→ SOURCE DOCUMENT:
# Hi



## Shovel Hook (Oct 4, 2006)

New here obviously, just looking to gain more knowledge and and talk with others interested in Martial Arts. I live far from any kind of instruction and financially could not afford it at this time anway but I am interested mainly in MMA, and in the future would like to train in Boxing, Muai Thai, as well as submission wrestling and gain some rudimentary Judo and defensive BJJ skill too. Perhaps one day compete at an amateur level in MMA, Kenpo-Shootfighting or San Shou. Sambo and its leglocks and neck cranks is also intriguing.

For right now though, all I can do is keep my body in shape, do bagwork and study instructionals. I avoid any street altercation like the plague nowdays. But have a genuine love for fighting and the study of it is a pursuit I can't deny. I would love to train and coach too, sure I would be much better at that than performing myself.

[Dataset rows]
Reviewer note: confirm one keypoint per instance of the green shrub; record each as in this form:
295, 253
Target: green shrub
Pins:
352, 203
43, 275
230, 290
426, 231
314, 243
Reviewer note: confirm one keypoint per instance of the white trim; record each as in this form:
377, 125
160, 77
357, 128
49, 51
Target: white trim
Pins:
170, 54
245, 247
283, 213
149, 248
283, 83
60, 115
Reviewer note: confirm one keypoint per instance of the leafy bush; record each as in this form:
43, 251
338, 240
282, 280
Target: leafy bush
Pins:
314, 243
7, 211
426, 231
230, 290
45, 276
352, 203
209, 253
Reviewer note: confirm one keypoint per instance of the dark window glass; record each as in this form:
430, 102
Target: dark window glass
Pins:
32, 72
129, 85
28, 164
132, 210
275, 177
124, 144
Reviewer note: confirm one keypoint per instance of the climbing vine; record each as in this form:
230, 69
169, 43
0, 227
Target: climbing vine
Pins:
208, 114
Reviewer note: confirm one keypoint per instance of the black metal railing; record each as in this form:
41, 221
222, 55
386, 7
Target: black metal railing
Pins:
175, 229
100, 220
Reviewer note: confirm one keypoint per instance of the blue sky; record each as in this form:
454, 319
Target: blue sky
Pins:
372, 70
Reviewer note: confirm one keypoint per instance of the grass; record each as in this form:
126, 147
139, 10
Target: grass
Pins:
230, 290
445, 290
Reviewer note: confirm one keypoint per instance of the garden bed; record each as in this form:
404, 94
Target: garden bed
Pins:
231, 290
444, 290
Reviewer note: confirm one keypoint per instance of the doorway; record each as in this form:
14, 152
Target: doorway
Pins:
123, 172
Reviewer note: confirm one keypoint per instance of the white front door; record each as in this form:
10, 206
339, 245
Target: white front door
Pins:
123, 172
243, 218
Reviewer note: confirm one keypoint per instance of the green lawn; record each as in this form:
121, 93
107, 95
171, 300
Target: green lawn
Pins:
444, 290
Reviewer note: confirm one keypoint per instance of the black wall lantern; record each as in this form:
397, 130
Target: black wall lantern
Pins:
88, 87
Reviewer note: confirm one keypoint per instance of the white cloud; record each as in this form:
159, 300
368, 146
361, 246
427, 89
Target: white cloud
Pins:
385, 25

→ WHAT YOU ARE ASKED TO DO: In the forum post, why is the poster limited to staying in shape, doing bagwork, and studying instructionals for now? Explain in one to three sentences.

→ SOLUTION TO THIS PROBLEM: The poster lives far from any kind of martial arts instruction and could not afford it at this time anyway. With training out of reach, staying in shape, doing bagwork, and studying instructionals are all the poster can do right now.